Excerpt provided:

The issue is attracting millions of pounds in research grants after countries such as Portugal and some American states decriminalised cannabis.

A 2019 study from King’s College London and a 2018 study from the University of Oulu in Finland found that smoking high-potency cannabis every day could increase the risk of developing psychosis by nearly five times.

“There is no question that cannabis causes transient psychosis,” says the American journalist Alex Berenson, author of Tell Your Children: The Truth About Marijuana, Mental Illness and Violence. “It can increase the risk of conditions such as schizophrenia. Cannabis violence has a particular flavour — it’s often knife crime, often random, often overly violent, sometimes from people with no history of violence. The idea that cannabis doesn’t cause violence is the result of generations of mythmaking.”

Others disagree, including a study by the US National Epidemiological Survey on Alcohol and Related Conditions. “There is no empirical evidence to support this claim,” argues Carl Hart, Dirk Ziff professor of psychology at Columbia University. “In the US before Covid there were researchers like my team who give thousands of doses of marijuana, as much as eight cigarettes per day for weeks at a time — and if that caused violence, our government would not have given us research funding.”

In Wolverhampton last year, cannabis took some of the blame for the rape and murder of 14-year-old Viktorija Sokolova, who was hit with a hammer by Ayman Aziz, 17. It was also implicated in Aaron Campbell’s rape and murder of Alesha MacPhail, 6, on the Isle of Bute in 2018; the 2005 murders of the teenagers Steven Bayliss and Nuttawut Nadauld in Berkshire by their friend Tom Palmer; and Robbie McIntosh’s stabbing to death of Anne Nicoll, a civil servant, in Dundee in 2002.

Then there is the terror link. Sudesh Amman, shot dead by police in Streatham, south London, in January after stabbing three people, had served time for cannabis possession. Salman Abedi, the Manchester Arena bomber, was a cannabis-smoking university dropout. PC Keith Palmer’s killer, Khalid Masood, was a heavy drug user who stabbed a man in the face while high. Muhiddin Mire, who attacked Lyle Zimmerman with a knife at Leytonstone Tube station in east London in 2015, had mental health problems after smoking cannabis and had been treated for paranoia.

Rows in a dataset:
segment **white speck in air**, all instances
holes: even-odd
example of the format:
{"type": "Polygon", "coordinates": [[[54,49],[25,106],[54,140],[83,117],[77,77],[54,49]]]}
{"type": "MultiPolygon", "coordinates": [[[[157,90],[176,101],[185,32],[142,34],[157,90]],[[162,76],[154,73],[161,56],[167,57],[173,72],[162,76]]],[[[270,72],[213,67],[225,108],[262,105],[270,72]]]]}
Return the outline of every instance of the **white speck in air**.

Problems and tasks:
1) Say whether each statement agrees with the cannabis excerpt, answering yes or no and quoting the words that decide it: (a) the 2019 study came from King's College London; (b) Carl Hart is a professor at Columbia University; (c) Viktorija Sokolova was killed in Dundee.
2) Write out the stretch of the cannabis excerpt from "Then there is" through "treated for paranoia.", replacing "Streatham" with "Brixton".
The rows have nothing to do with the cannabis excerpt.

Set of answers:
1)
(a) Yes: "A 2019 study from King’s College London"
(b) Yes: "Dirk Ziff professor of psychology at Columbia University"
(c) No: "In Wolverhampton last year, cannabis took some of the blame for the rape and murder of 14-year-old Viktorija Sokolova"

2)
Then there is the terror link. Sudesh Amman, shot dead by police in Brixton, south London, in January after stabbing three people, had served time for cannabis possession. Salman Abedi, the Manchester Arena bomber, was a cannabis-smoking university dropout. PC Keith Palmer’s killer, Khalid Masood, was a heavy drug user who stabbed a man in the face while high. Muhiddin Mire, who attacked Lyle Zimmerman with a knife at Leytonstone Tube station in east London in 2015, had mental health problems after smoking cannabis and had been treated for paranoia.